### [The problem]
Starting at the line that holds "of the brown", set down each line through the end of the listing, exactly as written and with nothing added.

(Stored items)
————

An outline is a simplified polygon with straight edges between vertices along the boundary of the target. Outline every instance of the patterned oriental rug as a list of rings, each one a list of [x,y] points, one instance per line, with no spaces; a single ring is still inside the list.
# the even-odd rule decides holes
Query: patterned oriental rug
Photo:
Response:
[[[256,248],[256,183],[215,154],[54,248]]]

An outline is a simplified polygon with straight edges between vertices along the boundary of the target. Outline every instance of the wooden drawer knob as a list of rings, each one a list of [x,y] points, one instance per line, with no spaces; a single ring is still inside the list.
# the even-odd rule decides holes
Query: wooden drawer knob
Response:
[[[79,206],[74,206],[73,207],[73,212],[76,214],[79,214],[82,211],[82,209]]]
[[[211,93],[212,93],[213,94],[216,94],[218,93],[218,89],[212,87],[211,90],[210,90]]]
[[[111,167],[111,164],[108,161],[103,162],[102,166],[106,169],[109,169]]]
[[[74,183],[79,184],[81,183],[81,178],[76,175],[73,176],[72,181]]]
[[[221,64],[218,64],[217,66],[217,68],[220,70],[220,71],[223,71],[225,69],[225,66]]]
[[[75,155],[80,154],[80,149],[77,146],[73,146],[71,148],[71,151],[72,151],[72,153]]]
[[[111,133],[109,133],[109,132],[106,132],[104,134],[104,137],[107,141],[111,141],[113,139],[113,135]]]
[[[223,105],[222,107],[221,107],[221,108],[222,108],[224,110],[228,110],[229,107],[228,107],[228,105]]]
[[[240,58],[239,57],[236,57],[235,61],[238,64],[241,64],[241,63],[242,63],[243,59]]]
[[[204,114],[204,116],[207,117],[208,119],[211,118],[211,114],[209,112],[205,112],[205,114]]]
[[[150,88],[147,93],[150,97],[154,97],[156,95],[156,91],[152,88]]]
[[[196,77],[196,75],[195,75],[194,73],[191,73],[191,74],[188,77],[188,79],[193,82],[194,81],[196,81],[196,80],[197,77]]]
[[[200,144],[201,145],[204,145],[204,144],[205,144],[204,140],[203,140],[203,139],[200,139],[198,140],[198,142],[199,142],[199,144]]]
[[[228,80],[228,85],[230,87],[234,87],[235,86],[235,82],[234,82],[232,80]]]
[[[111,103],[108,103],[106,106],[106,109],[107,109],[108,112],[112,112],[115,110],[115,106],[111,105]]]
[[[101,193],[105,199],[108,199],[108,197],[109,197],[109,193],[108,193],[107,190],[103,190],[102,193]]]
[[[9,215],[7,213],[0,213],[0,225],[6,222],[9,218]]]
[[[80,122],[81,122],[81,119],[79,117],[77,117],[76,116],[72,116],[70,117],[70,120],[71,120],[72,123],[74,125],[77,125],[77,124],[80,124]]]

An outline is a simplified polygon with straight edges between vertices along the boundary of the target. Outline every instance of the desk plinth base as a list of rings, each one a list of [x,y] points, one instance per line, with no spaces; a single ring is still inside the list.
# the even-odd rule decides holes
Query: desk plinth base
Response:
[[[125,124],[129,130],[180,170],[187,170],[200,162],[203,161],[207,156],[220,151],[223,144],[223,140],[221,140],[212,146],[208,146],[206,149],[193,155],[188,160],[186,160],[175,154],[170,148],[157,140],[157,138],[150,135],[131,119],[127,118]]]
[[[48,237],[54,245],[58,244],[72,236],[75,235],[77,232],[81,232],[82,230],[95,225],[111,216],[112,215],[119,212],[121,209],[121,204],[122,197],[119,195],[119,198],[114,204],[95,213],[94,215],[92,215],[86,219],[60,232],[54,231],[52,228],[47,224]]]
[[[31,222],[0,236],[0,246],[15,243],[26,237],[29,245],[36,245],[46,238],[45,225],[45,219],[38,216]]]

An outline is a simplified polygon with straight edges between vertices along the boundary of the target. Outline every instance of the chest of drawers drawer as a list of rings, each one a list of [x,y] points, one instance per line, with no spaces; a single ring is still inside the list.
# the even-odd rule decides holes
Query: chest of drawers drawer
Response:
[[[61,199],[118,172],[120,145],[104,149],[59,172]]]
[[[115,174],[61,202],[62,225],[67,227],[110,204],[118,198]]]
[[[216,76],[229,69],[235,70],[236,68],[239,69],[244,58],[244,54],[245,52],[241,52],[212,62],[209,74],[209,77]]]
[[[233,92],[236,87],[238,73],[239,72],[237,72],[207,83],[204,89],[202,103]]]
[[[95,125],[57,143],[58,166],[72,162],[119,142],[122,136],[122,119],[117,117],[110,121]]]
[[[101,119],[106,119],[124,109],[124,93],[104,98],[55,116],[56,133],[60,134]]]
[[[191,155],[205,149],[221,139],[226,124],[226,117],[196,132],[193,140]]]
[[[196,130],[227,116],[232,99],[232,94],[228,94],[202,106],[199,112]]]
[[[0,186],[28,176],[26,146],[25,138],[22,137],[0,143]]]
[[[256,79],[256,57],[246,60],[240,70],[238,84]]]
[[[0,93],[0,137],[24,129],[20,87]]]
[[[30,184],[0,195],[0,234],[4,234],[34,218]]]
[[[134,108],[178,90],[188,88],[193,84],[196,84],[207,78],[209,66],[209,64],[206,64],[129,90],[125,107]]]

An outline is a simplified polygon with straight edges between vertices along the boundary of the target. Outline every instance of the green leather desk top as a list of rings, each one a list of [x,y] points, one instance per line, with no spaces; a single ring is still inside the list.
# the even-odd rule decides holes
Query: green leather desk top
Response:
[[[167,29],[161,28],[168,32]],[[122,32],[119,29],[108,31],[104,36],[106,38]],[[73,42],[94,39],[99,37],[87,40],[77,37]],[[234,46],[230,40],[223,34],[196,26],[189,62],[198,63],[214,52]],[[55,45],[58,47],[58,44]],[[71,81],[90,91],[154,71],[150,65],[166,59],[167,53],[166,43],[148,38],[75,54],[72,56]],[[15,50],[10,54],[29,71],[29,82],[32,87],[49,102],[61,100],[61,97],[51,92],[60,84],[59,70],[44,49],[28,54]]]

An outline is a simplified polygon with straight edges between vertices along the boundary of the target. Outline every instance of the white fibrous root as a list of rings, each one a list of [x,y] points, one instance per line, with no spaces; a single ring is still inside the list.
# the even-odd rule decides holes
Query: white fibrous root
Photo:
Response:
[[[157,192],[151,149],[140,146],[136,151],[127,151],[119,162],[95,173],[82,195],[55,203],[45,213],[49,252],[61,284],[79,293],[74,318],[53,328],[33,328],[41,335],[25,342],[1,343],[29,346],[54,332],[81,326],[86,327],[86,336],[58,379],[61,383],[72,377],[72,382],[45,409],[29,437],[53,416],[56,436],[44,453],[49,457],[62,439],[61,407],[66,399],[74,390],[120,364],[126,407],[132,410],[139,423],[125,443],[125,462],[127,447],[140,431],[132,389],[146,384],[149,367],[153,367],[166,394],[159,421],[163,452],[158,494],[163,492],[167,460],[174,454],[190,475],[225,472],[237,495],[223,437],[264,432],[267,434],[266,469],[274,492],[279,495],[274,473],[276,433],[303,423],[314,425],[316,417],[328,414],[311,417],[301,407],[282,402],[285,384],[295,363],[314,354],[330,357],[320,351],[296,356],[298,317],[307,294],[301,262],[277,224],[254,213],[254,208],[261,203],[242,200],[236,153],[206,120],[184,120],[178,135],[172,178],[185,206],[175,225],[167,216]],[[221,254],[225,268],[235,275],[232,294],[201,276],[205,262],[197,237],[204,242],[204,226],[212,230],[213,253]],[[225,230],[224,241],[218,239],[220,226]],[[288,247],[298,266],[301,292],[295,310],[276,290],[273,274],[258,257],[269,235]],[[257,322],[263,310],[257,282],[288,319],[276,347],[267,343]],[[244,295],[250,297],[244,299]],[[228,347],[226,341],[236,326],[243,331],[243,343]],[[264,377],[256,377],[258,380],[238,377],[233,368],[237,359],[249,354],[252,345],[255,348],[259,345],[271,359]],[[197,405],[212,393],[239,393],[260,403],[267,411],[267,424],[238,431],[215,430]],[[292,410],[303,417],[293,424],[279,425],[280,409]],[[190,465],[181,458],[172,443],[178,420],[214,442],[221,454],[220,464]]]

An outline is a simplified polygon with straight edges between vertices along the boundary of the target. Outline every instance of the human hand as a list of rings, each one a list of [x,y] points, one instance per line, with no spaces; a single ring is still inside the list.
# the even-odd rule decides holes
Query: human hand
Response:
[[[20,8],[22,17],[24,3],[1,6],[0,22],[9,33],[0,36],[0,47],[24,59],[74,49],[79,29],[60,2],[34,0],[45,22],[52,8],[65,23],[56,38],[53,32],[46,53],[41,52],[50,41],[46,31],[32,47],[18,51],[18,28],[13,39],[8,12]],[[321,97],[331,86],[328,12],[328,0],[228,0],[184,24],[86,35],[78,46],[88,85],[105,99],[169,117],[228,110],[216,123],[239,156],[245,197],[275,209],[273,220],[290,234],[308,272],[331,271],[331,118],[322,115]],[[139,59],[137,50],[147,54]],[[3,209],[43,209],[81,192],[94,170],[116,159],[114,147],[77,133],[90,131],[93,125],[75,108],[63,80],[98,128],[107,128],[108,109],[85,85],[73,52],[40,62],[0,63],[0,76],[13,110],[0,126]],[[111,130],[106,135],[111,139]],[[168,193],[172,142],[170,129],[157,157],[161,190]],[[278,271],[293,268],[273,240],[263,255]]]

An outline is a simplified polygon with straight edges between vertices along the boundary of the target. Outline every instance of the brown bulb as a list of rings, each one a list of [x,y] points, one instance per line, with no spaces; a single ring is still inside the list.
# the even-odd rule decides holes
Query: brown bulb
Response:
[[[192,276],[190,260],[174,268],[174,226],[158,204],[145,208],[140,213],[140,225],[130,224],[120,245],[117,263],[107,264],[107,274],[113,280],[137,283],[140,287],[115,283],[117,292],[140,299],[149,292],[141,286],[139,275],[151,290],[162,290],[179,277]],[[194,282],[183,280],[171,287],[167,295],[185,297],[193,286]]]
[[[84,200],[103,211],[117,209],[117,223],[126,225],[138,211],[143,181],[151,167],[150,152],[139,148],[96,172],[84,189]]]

————

### [Answer to the task]
An outline is a simplified polygon with straight edges between vertices along the boundary of the target. Outline every instance of the brown bulb as a list of rings, each one a list of [x,y] points, one instance per line, with no spaces; a single ring is still inside the list.
# the even-odd rule decides holes
Query: brown bulb
Response:
[[[192,276],[190,260],[174,268],[174,226],[158,204],[145,208],[140,213],[140,225],[130,224],[120,245],[117,263],[107,264],[107,274],[113,280],[137,283],[140,287],[115,283],[117,292],[140,299],[149,292],[141,286],[139,275],[151,290],[162,290],[179,277]],[[194,282],[183,280],[171,287],[167,295],[185,297],[193,286]]]
[[[84,200],[103,211],[117,209],[117,223],[126,225],[138,211],[143,181],[151,167],[150,152],[139,148],[96,172],[84,189]]]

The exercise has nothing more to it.